Return all the lines below exactly. Any picture among them is omitted.
──────── SOURCE DATA
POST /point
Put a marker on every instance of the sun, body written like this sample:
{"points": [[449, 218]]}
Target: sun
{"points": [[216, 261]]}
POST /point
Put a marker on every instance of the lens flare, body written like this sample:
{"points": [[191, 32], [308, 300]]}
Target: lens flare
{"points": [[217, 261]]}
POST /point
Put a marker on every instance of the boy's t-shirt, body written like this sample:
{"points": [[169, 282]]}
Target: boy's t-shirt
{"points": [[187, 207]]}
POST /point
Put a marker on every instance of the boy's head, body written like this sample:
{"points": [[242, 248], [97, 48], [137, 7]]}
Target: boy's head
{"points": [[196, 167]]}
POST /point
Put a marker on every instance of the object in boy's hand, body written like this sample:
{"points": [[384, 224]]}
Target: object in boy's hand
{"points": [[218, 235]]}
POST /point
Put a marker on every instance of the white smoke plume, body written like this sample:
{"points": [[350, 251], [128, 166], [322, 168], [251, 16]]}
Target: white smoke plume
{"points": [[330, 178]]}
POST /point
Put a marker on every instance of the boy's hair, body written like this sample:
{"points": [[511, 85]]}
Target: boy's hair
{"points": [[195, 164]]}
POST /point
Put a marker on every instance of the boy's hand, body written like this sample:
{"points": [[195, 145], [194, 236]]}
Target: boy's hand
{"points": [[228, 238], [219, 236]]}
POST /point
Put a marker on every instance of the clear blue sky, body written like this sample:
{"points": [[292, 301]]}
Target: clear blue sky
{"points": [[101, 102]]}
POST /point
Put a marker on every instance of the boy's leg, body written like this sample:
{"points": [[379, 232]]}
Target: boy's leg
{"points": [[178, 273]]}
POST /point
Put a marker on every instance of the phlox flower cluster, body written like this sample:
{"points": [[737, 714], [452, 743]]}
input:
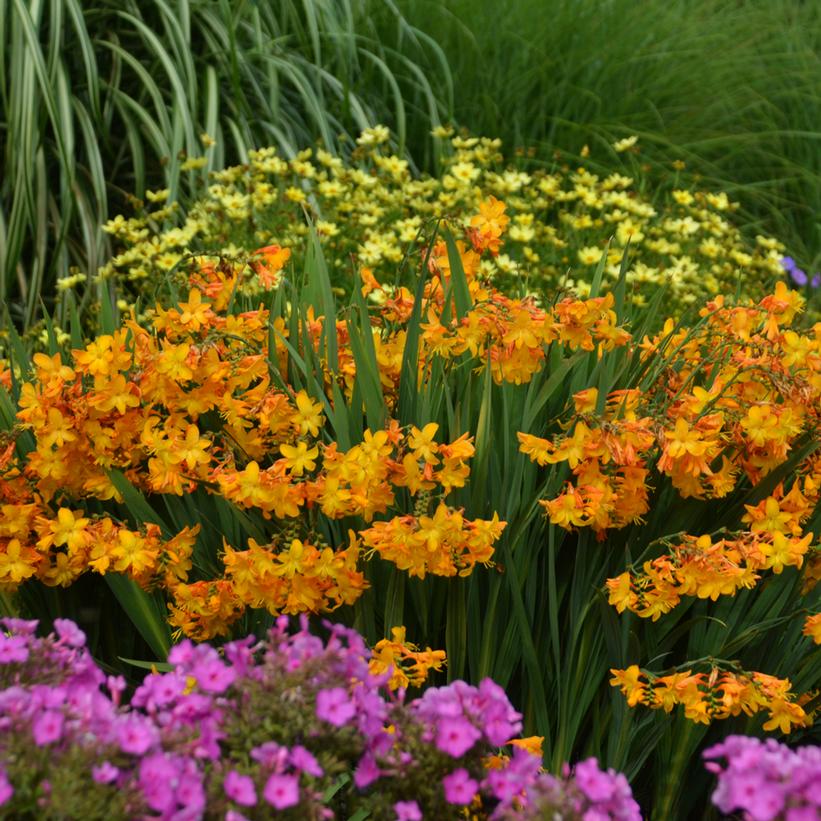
────────────────
RESULT OF THIS EXERCISE ::
POST /point
Put a marker on every instance of the sun, body written like this sample:
{"points": [[449, 218]]}
Target: sun
{"points": [[216, 261]]}
POST /point
Put a marker on every instance of the lens flare, body written like this sample:
{"points": [[191, 32], [308, 300]]}
Target: lens flare
{"points": [[217, 261]]}
POST /point
Put a marker on every instance of the boy's t-shirt, body written like this sample:
{"points": [[169, 282]]}
Target: boy's t-shirt
{"points": [[187, 207]]}
POST /point
Put a marker on every instance of the boy's head, body written like this sample:
{"points": [[242, 248], [97, 48], [137, 7]]}
Target: boy's head
{"points": [[196, 167]]}
POST /point
Put a marker on every instance of the object in boy's hand, body written like this sample:
{"points": [[384, 224]]}
Target: object in boy's hand
{"points": [[218, 235]]}
POST /point
Put a marker on every instance of the white smoke plume, body written like this sample:
{"points": [[350, 251], [128, 166], [322, 168], [251, 16]]}
Target: white smoke plume
{"points": [[330, 178]]}
POST /point
Put a marker on every instance of the boy's hair, body written like this sample:
{"points": [[511, 85]]}
Target: boy's hair
{"points": [[195, 164]]}
POST /point
Put a marker on every instance of the boy's hand, body written like this sample:
{"points": [[195, 145], [194, 236]]}
Target: boy's hand
{"points": [[228, 238], [219, 236]]}
POST /point
Put a marker on every instance of the clear blue sky, body written like this sample:
{"points": [[292, 301]]}
Target: clear blue sky
{"points": [[101, 102]]}
POST /point
Put a marker on every instance of the boy's leg, body written like this sample:
{"points": [[379, 232]]}
Target: boy's leg
{"points": [[178, 273]]}
POST /point
Put a marker on every instance of the phlox flower cluster, body written like this sample:
{"points": [[737, 714], [452, 743]]}
input:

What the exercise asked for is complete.